Fromager depuis toujours, Raymond Michel fabriquait déjà ses reblochons en culottes courtes. Aujourd'hui, à 60 ans et quasiment autant d'années d'expérience, il est celui que le chef Marc Veyrat a choisi pour fournir ses 3 étoiles en reblochons et autres tommes de Savoie. (Novembre 2004)

Recettes

Depuis combien de temps exercez-vous le métier de fromager ?
Raymond Michel Depuis toujours en fait. Petit, je travaillais déjà avec mon père à la fruitière (petite coopérative de producteurs de lait pour la production du fromage, ndlr). J'ai donc appris dès mon plus jeune âge à faire du reblochon. Il faut dire que j'étais prédestiné : ma famille est dans le fromage depuis quatre générations.

Le célèbre chef Marc Veyrat vous recommande parmi ses bonnes adresses. Quel genre de client est-il ?
Marc est un ami, mais comme tous les grands chefs, il est particulièrement exigeant et attentif à la qualité des produits. C'est d'ailleurs pour ça qu'il vient chez moi depuis bien longtemps. Il sait qu'ici il trouvera toujours d'excellents produits pour les plateaux de fromages qu'il propose à ses clients. C'est un échange de bons procédés, car en retour, sa réputation rejaillit sur mon travail. C'est en partie grâce à ça qu'aujourd'hui, des touristes du monde entier viennent goûter mes reblochons et mes comtés.

Le site de Marc Veyrat

Que pensez-vous de sa cuisine ?
Ce qu'invente Marc est extraordinaire. A ce niveau là, je n'appelle même plus ça de la cuisine mais de l'art. Quand je mange chez lui, j'ai plus l'impression d'aller au musée qu'au restaurant. Et en plus, je sais qu'on y sert toujours de bons fromages (rires).

On a le sentiment que le fromage est un peu le mal-aimé de la création culinaire ?

* **Lignes de données**:
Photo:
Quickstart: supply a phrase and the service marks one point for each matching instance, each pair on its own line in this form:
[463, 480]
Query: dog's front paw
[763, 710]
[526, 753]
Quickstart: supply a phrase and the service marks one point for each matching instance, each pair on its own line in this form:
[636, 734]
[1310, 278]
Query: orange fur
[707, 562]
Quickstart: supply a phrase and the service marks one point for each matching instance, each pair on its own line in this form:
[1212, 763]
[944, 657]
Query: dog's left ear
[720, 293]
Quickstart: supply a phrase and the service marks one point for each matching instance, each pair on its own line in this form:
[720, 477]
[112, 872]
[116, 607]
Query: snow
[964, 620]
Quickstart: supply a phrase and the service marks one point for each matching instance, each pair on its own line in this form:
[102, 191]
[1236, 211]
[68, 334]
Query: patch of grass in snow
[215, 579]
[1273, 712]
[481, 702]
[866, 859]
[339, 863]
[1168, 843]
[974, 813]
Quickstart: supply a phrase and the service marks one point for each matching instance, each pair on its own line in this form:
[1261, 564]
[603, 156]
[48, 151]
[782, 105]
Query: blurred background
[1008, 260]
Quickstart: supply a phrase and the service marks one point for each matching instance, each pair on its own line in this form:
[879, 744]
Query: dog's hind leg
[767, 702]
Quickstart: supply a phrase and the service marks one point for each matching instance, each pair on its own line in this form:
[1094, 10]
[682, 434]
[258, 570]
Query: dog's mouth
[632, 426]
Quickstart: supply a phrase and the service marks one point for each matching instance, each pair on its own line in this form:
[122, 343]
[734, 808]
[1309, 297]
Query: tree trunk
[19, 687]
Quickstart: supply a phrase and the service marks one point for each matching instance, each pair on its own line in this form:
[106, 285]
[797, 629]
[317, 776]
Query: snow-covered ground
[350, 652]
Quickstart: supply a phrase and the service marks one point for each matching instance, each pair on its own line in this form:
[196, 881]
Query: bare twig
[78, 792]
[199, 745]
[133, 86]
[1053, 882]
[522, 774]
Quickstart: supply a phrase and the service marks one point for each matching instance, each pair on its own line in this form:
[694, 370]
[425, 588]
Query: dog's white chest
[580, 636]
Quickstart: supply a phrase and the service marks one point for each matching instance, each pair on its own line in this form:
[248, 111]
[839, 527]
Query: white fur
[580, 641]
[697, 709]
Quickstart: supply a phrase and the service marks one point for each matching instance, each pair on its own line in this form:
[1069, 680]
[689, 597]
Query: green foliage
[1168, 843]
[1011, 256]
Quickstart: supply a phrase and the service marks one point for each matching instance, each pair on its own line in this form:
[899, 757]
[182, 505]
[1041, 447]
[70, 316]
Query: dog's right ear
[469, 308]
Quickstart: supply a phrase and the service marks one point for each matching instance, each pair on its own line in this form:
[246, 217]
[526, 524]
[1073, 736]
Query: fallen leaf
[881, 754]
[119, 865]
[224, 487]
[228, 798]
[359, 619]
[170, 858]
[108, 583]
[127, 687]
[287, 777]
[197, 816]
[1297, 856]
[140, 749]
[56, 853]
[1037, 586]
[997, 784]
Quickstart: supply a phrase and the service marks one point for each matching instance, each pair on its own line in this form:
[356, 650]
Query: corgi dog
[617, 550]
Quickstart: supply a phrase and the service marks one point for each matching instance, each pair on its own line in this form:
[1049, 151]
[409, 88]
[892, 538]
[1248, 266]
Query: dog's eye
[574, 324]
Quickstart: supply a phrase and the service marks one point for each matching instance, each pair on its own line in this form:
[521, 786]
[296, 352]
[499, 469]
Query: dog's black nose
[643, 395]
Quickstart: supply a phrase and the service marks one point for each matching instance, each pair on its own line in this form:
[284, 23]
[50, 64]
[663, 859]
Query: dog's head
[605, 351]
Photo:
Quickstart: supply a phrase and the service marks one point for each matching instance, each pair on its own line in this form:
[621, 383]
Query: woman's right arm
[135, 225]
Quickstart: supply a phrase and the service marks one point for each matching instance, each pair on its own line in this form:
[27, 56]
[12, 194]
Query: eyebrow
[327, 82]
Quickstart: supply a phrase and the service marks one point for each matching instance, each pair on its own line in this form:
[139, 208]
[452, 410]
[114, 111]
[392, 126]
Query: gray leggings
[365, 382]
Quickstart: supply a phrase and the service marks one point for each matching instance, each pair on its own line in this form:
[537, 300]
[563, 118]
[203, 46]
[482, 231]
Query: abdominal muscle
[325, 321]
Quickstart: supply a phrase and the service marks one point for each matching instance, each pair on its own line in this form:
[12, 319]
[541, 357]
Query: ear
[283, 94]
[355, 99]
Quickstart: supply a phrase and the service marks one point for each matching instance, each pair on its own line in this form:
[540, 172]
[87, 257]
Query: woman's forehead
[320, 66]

* **À faire**:
[1] Recopiez à l'identique le passage de l'entretien qui va de « Le célèbre chef » jusqu'à « sa cuisine ? » inclus.
[2] D'après l'entretien, pourquoi Marc Veyrat se fournit-il chez Raymond Michel depuis longtemps ? Répondez en une à trois phrases.
Répondez en vous fondant uniquement sur l'entretien.

* **Problèmes résolus**:
[1]
Le célèbre chef Marc Veyrat vous recommande parmi ses bonnes adresses. Quel genre de client est-il ?
Marc est un ami, mais comme tous les grands chefs, il est particulièrement exigeant et attentif à la qualité des produits. C'est d'ailleurs pour ça qu'il vient chez moi depuis bien longtemps. Il sait qu'ici il trouvera toujours d'excellents produits pour les plateaux de fromages qu'il propose à ses clients. C'est un échange de bons procédés, car en retour, sa réputation rejaillit sur mon travail. C'est en partie grâce à ça qu'aujourd'hui, des touristes du monde entier viennent goûter mes reblochons et mes comtés.

Le site de Marc Veyrat

Que pensez-vous de sa cuisine ?

[2] Comme tous les grands chefs, Marc Veyrat est particulièrement exigeant et attentif à la qualité des produits. Il sait qu'il trouvera toujours chez Raymond Michel d'excellents produits pour les plateaux de fromages qu'il propose à ses clients.